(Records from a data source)
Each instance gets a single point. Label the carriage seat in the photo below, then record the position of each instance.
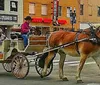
(16, 35)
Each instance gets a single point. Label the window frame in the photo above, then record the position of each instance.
(14, 9)
(98, 11)
(68, 14)
(32, 13)
(81, 9)
(3, 6)
(42, 10)
(60, 13)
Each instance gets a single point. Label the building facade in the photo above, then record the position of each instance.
(42, 13)
(11, 13)
(89, 12)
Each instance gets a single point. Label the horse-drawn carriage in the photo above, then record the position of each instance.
(16, 58)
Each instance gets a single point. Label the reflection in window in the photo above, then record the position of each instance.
(44, 10)
(1, 4)
(13, 6)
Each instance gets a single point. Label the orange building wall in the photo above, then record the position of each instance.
(63, 3)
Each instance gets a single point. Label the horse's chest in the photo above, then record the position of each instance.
(95, 53)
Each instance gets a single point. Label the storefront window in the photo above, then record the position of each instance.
(1, 4)
(14, 6)
(44, 9)
(31, 8)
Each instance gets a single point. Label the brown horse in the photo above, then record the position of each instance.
(85, 48)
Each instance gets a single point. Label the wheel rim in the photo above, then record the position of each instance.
(39, 69)
(20, 66)
(7, 66)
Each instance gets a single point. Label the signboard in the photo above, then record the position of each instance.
(55, 10)
(6, 17)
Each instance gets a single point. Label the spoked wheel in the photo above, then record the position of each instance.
(20, 66)
(7, 66)
(39, 68)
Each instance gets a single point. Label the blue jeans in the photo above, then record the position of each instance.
(25, 39)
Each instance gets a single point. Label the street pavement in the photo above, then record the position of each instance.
(90, 75)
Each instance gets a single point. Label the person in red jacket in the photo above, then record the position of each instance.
(25, 28)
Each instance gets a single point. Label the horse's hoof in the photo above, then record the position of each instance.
(79, 81)
(64, 79)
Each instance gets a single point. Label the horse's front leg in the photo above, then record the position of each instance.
(47, 61)
(97, 60)
(61, 64)
(80, 67)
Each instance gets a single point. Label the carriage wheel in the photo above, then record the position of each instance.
(20, 66)
(39, 69)
(7, 66)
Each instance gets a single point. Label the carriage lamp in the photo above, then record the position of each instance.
(72, 18)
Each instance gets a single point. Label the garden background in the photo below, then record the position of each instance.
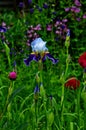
(43, 95)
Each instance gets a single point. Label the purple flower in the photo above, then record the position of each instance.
(77, 3)
(45, 6)
(21, 5)
(40, 52)
(75, 9)
(67, 9)
(36, 90)
(31, 10)
(3, 29)
(84, 16)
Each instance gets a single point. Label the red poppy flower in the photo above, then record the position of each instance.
(82, 60)
(72, 83)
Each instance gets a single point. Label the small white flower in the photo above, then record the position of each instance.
(38, 45)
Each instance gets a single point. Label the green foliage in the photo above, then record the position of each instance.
(54, 107)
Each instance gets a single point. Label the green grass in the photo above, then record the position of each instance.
(54, 107)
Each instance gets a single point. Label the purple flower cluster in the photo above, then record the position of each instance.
(32, 33)
(59, 28)
(3, 29)
(75, 10)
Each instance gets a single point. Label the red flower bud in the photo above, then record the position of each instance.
(72, 83)
(12, 75)
(82, 60)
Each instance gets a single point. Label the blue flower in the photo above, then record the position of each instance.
(38, 45)
(39, 52)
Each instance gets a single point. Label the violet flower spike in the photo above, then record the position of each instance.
(36, 90)
(39, 52)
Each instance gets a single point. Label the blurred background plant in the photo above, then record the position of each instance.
(49, 105)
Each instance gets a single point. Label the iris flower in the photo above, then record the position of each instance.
(39, 52)
(3, 29)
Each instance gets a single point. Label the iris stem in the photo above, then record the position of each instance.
(63, 79)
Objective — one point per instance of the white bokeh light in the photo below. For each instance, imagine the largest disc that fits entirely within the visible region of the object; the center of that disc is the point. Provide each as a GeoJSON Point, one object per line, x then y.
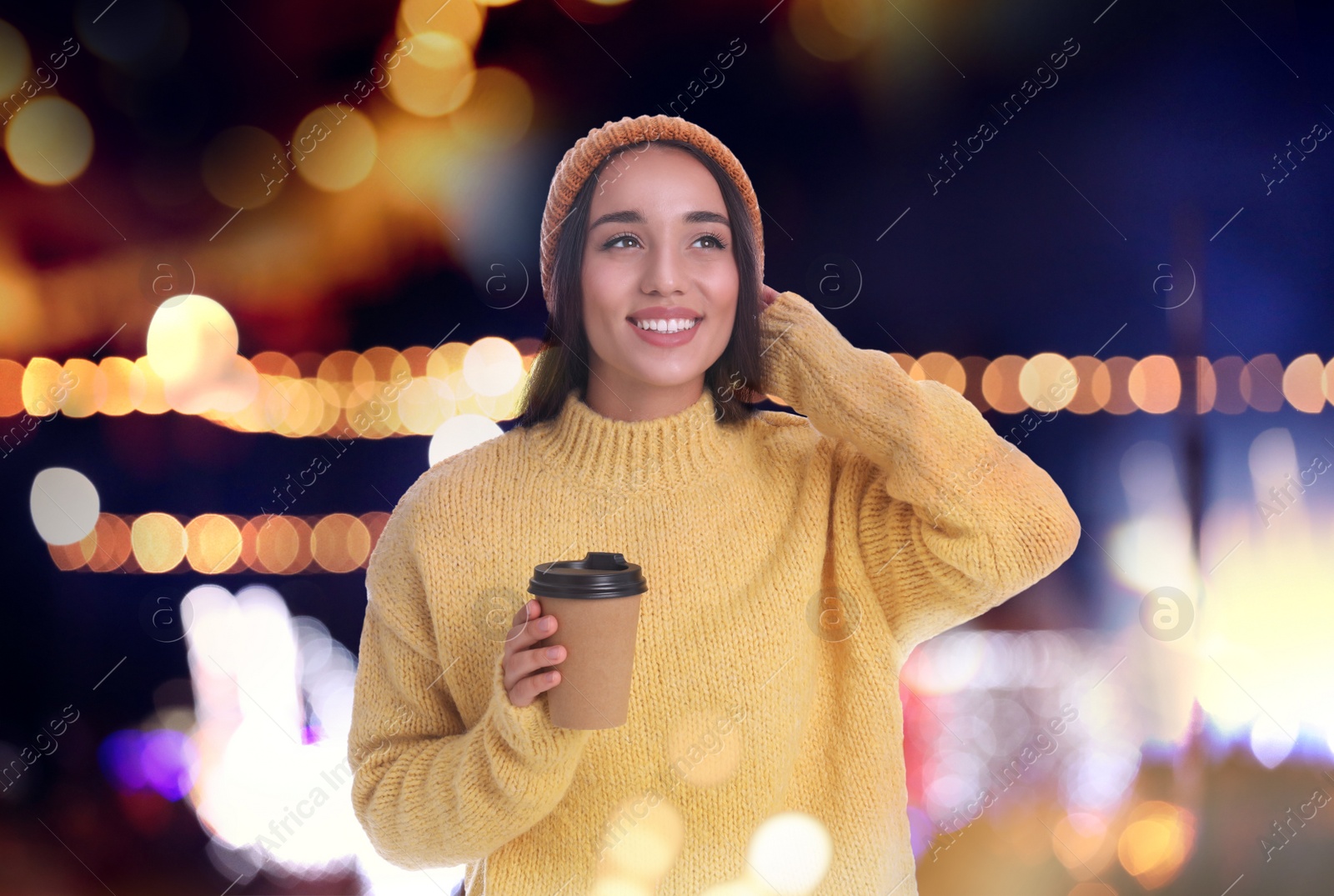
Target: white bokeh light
{"type": "Point", "coordinates": [64, 506]}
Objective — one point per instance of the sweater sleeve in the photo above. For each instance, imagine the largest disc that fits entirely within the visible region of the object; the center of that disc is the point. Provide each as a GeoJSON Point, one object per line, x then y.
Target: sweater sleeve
{"type": "Point", "coordinates": [950, 519]}
{"type": "Point", "coordinates": [429, 791]}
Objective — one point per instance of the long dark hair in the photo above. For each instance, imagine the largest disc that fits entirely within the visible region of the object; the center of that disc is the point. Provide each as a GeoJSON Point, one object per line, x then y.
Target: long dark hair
{"type": "Point", "coordinates": [562, 363]}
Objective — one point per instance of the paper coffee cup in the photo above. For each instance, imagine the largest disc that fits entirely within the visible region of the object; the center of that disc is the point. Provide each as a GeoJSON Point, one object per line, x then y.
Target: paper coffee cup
{"type": "Point", "coordinates": [595, 602]}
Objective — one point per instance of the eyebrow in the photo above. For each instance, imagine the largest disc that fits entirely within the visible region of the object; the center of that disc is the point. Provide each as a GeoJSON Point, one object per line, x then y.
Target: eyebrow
{"type": "Point", "coordinates": [633, 216]}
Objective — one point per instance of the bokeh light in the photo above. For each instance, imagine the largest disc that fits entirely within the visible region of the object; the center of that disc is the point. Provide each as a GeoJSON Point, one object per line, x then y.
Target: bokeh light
{"type": "Point", "coordinates": [64, 504]}
{"type": "Point", "coordinates": [50, 140]}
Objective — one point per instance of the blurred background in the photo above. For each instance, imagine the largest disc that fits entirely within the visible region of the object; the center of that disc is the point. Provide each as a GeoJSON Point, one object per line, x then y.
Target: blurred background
{"type": "Point", "coordinates": [262, 264]}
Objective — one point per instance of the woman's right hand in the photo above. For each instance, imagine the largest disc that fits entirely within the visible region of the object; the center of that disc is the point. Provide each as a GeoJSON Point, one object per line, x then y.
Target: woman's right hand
{"type": "Point", "coordinates": [526, 671]}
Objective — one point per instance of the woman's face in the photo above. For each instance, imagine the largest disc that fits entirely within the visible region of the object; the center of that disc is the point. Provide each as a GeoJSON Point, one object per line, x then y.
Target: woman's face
{"type": "Point", "coordinates": [658, 248]}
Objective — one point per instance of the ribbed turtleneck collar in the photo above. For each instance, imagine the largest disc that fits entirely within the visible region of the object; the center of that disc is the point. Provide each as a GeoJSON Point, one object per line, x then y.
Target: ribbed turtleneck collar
{"type": "Point", "coordinates": [591, 447]}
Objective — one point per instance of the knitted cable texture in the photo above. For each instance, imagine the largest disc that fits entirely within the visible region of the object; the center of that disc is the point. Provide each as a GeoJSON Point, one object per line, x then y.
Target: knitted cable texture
{"type": "Point", "coordinates": [891, 498]}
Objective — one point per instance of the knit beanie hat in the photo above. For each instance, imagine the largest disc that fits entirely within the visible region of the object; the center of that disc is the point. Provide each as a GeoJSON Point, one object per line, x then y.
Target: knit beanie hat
{"type": "Point", "coordinates": [580, 159]}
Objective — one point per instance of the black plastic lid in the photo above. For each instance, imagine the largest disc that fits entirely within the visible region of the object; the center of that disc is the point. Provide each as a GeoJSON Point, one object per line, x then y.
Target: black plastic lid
{"type": "Point", "coordinates": [598, 575]}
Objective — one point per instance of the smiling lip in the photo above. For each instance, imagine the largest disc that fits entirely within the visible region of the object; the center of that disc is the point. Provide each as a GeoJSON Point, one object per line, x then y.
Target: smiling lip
{"type": "Point", "coordinates": [666, 340]}
{"type": "Point", "coordinates": [664, 313]}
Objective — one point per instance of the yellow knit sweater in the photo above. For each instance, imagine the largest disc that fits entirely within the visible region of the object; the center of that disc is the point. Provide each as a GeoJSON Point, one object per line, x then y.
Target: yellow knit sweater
{"type": "Point", "coordinates": [793, 564]}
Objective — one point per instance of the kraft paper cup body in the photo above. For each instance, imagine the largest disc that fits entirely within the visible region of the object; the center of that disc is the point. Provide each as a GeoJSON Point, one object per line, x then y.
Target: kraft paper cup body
{"type": "Point", "coordinates": [595, 603]}
{"type": "Point", "coordinates": [599, 640]}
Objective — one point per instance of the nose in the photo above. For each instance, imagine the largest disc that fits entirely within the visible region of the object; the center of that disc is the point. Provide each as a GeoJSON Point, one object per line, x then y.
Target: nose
{"type": "Point", "coordinates": [662, 271]}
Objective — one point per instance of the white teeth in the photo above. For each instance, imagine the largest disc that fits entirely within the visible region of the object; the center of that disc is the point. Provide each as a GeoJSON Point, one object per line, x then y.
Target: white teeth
{"type": "Point", "coordinates": [674, 326]}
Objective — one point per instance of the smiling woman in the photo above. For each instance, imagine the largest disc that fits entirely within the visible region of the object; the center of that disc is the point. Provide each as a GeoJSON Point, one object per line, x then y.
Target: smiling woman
{"type": "Point", "coordinates": [755, 531]}
{"type": "Point", "coordinates": [626, 253]}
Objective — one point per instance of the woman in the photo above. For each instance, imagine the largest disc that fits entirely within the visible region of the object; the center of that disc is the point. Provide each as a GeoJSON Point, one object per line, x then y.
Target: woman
{"type": "Point", "coordinates": [793, 562]}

(WORK INSTRUCTION) Please repeat the lines above exactly, beginning with the line that contains "Target: white teeth" and ending with the final one.

(WRITTEN ANSWER)
Target: white teeth
{"type": "Point", "coordinates": [674, 326]}
Objective — one point per instance of the smiling woman in the photo above. For each instance, imagine the largest disc that fits entirely within the visible region of the object; the center of that disc is the point. Provide each as a GeoJSON Point, one object per line, x then y.
Target: smiling woman
{"type": "Point", "coordinates": [755, 531]}
{"type": "Point", "coordinates": [626, 253]}
Objective — one point per instance of the woman in the photo above. For each instance, imagine the largest disc that fits entirely within the visible region of the object; the center of that disc is the point. Provide each as a GeoJSON Point, one object per line, x then y.
Target: woman
{"type": "Point", "coordinates": [793, 562]}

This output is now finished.